## Aim of the task
Return the lines from the one containing "Where can the window" through the end of the records, with both of those lines included and every line reproduced without change.

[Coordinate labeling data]
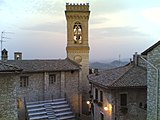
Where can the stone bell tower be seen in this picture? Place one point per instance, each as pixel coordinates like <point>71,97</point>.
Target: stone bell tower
<point>77,16</point>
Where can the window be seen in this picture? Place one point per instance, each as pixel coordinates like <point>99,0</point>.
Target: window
<point>24,81</point>
<point>102,116</point>
<point>123,99</point>
<point>77,29</point>
<point>96,93</point>
<point>52,79</point>
<point>101,96</point>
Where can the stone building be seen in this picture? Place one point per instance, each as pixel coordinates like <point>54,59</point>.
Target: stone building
<point>152,59</point>
<point>120,93</point>
<point>35,88</point>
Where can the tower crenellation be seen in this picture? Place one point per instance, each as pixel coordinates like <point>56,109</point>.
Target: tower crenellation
<point>77,16</point>
<point>77,6</point>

## Worked answer
Where can the window be seen in this picture? Place one point per instance, each as pixel coordinates like <point>99,0</point>.
Target: window
<point>24,81</point>
<point>102,116</point>
<point>123,99</point>
<point>77,29</point>
<point>96,93</point>
<point>52,79</point>
<point>101,96</point>
Where can the stone building be seen in this picture? Place one point per instance, each as pixel coordinates like <point>54,59</point>.
Target: stone building
<point>152,59</point>
<point>120,93</point>
<point>35,88</point>
Where can the tower crenellation be seen in this picture? Place one point per instance, each as pixel coordinates like <point>56,109</point>.
Target: tower crenellation
<point>77,16</point>
<point>77,6</point>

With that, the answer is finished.